Every line in the entries that holds "black" should be identified and copied.

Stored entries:
----

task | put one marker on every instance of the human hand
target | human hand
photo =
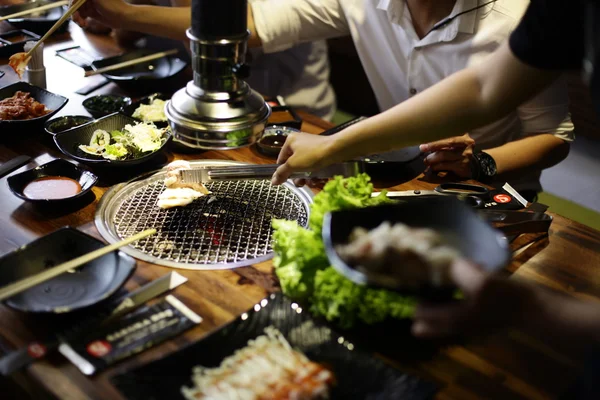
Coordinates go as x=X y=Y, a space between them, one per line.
x=303 y=152
x=453 y=155
x=490 y=304
x=112 y=13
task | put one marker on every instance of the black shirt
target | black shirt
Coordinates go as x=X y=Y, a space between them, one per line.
x=551 y=35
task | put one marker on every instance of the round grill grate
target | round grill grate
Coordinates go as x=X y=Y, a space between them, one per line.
x=231 y=227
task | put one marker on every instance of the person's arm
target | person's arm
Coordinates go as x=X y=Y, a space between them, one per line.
x=468 y=99
x=562 y=321
x=170 y=22
x=533 y=153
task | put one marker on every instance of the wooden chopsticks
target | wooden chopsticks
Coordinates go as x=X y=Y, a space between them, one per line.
x=57 y=25
x=34 y=10
x=132 y=62
x=29 y=282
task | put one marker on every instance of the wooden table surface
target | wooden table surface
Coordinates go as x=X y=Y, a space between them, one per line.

----

SOLUTION TO THIS TASK:
task | put one marker on every instance of the black shirt
target | black shirt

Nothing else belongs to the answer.